_Passage to read_
Save Seeds from your Grandparents


Last week, I sowed tomato and pepper seeds in flats of potting soil, and they are busy germinating inside my house under grow lights.  I haven’t seen any green leaves sprout above the soil’s surface yet, but I expect to see some soon.

My mother and my aunt have been cleaning out my grandmother’s house, and they rescued some seeds from a dark closet where they have been sitting for nearly 20 years.  I sowed some of them thickly along with my new seeds.  I know, I know, there’s no way they’ll germinate because they are so old, but I could not resist trying to germinate seeds of “Frank Carruth’s tomatoes,” “yellow tomatoes,” and “Moon and Stars Watermelon.” 

Thrifty children of the Depression, my grandparents used the payment envelopes that came with their power bill to store the seed.  According to my aunt, the Frank Carruth, for whom my grandparents named the tomatoes, owned a furniture store in the South Carolina town, Landrum, where they lived.  People knew him for his “green thumb,” and he accepted payments for the power company, where my grandmother paid her bill. 

Although I don’t know exactly how my grandmother got the original seeds, I like to imagine him handing over some seeds, a plant, or a few tomatoes, with her change from paying the power bill, and admonishing my grandmother to save some seed for the next year’s garden.  According to my uncle, the seeds are a German Pink tomato, and Mr. Carruth might have brought the seeds to the US from Germany after he finished his military service in World War II.

[Saved data entries]
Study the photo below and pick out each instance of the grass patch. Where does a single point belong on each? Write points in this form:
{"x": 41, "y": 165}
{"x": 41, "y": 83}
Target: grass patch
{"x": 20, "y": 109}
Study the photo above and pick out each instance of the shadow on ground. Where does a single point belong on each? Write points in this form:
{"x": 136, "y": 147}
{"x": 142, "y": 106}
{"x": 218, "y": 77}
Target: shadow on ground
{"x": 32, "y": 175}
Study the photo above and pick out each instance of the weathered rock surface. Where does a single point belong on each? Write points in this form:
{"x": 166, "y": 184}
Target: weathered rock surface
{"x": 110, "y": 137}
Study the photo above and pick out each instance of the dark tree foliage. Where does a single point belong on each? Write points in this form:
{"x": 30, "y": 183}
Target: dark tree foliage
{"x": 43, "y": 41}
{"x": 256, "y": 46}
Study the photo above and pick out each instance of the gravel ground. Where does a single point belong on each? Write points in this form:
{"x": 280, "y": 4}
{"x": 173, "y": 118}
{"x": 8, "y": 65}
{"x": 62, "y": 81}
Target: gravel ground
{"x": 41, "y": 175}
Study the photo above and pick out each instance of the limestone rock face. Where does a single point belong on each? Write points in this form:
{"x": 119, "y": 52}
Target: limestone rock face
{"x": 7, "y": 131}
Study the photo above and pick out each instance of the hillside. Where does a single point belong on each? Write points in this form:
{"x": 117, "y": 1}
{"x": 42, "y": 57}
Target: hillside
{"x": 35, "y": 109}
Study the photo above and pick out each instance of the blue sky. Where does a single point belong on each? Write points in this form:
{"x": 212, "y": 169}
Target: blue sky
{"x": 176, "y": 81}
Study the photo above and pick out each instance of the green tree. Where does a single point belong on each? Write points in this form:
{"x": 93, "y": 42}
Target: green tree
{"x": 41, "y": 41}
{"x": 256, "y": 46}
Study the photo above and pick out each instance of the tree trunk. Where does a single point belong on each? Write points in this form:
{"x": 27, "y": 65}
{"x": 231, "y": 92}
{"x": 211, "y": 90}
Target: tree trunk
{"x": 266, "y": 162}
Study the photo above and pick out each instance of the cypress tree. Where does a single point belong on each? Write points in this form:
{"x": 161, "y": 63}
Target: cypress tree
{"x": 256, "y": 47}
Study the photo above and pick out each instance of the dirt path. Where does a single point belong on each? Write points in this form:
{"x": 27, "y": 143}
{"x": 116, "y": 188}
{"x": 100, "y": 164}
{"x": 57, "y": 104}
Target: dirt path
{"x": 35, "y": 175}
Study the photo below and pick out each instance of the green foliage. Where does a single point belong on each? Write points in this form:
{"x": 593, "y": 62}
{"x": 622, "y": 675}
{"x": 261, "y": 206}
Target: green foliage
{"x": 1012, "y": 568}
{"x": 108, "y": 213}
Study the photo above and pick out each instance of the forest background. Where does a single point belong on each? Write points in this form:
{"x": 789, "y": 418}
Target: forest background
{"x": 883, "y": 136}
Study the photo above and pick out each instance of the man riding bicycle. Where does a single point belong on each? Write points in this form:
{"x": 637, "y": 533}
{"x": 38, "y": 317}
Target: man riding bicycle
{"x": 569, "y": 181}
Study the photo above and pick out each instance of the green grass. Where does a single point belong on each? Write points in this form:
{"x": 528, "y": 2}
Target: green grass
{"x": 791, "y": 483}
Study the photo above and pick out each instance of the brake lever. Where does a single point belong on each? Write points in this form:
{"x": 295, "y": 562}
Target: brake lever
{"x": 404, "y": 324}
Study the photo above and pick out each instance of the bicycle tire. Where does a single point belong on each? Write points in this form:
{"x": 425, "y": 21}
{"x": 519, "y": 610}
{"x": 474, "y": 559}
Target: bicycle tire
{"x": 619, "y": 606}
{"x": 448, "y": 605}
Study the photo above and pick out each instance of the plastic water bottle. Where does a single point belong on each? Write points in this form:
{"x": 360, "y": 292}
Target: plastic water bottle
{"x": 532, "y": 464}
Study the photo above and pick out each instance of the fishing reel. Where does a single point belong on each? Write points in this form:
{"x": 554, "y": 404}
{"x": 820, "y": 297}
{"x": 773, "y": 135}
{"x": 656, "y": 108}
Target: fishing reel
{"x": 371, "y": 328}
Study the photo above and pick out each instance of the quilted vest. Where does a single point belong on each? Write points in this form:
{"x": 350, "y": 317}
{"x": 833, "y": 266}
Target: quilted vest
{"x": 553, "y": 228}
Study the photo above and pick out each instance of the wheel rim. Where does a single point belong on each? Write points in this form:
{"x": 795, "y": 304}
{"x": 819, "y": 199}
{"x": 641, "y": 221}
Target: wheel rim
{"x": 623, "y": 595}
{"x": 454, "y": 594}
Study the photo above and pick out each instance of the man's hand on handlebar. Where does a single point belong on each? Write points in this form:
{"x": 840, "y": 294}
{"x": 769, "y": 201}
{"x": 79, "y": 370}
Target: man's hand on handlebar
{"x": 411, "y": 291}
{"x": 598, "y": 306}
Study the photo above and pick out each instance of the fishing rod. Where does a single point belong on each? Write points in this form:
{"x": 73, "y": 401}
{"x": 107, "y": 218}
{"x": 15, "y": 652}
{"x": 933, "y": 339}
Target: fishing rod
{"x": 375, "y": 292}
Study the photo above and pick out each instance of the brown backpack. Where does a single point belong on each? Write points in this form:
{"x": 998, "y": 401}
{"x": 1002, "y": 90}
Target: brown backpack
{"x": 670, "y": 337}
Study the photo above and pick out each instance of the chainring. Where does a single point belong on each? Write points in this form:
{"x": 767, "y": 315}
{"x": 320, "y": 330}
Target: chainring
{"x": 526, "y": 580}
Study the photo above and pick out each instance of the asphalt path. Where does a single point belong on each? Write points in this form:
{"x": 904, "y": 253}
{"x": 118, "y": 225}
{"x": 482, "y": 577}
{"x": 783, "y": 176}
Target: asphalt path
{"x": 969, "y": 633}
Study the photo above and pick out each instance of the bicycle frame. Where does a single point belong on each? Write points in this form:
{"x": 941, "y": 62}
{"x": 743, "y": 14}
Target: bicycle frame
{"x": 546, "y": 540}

_Stated problem_
Rewrite the stretch of the seed-saving piece from "Last week, I" through "see some soon.", putting "eggplant" in place of "pepper".

_Response_
Last week, I sowed tomato and eggplant seeds in flats of potting soil, and they are busy germinating inside my house under grow lights.  I haven’t seen any green leaves sprout above the soil’s surface yet, but I expect to see some soon.